Marvis Actions for Routers

Marvis Actions dashboard in Juniper Routing Assurance displays a list of all the events that affect the performance of a router. You can review the events displayed in Marvis Actions and update their statuses. Marvis Actions for Routers currently supports the High CPU and Network Port Flap events.

To view Marvis Actions for Routers, click Marvis > Router.

You can update the status of an event individually or perform a bulk status update for multiple events. Click the Status drop-down list to update the status of an event. An event can have one of the following statuses:

Open─The event has been logged but has not yet been addressed.
In Progress─The event is currently being investigated by a network administrator.
Resolved─The issue associated with the event has been addressed and no further user action is required. After resolving an event, you are prompted to provide additional context on how the event was addressed. The resolution options are:
- Solved using Marvis suggested action─Event resolved based on recommendation from Marvis.
- Solved using another method─You can use the comment box below to describe how the event was resolved.
- A known issue and can be ignored in the future─The event will be snoozed for 60 days.
  
  During this snooze period:
  - The event will not trigger further notifications in Marvis Actions.
  - Instances of the same event during this period will be automatically suppressed.
  - If the event reoccurs after 60 days, it will be treated as a new event and follow the standard Marvis Actions work-flow for router events.
- Incorrectly listed as an issue─The event was determined to be a non-issue or an incorrect alert, requiring no user action.

If the same event occurs multiple times on a router, those occurrences are consolidated into a single event and displayed in Marvis Actions. You can mark the status of an event as In Progress to indicate that an administrator is working on resolving the event. Resolving a specific event will only resolve that occurrence of the event and will not resolve future occurrences of the same event.

Figure 1: Marvis Actions: High CPU

High CPU

Many factors, such as hardware issues, device temperature, high route churn from frequent protocol updates, interface flapping, and other router events can increase CPU utilization on a router. Marvis detects routers that constantly have high CPU utilization and provides detailed information about each high CPU event. This includes the router name, CPU utilization rate, the date and time the event was recorded, the current status of the event, and even the recommended action to resolve the event.

To view the High CPU event, click Marvis > Router > High CPU.

Click View More to view the individual processes. These processes include the routing protocol process (rpd), other user processes and interrupts that contribute toward high CPU utilization.

Marvis reports high CPU event for these software processes: user or background process, interrupts and rpd.

• **Information provided**:
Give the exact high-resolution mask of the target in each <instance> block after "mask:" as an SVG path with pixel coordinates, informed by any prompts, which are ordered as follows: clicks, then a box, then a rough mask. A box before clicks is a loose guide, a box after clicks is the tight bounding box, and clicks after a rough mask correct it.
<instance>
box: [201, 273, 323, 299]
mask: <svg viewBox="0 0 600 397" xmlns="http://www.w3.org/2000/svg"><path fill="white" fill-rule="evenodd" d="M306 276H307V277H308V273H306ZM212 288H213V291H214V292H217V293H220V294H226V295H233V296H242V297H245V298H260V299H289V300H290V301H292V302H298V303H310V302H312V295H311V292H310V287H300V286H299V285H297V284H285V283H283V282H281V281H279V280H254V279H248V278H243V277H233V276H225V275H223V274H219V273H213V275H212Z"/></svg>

• **Set of tasks**:
1 > On the Marvis Actions for Routers page, how long is an event snoozed when it is resolved as a known issue that can be ignored in the future?
2 > Using the Marvis Actions for Routers page, explain why you would mark an event's status as In Progress.
3 > List every resolution option that the Marvis Actions for Routers page offers after an event is resolved.

• **Per-task answers**:
1 > 60 days.

2 > Marking an event as In Progress shows that an administrator is working on resolving it. The status means a network administrator is currently investigating the event.

3 >
- Solved using Marvis suggested action
- Solved using another method
- A known issue and can be ignored in the future
- Incorrectly listed as an issue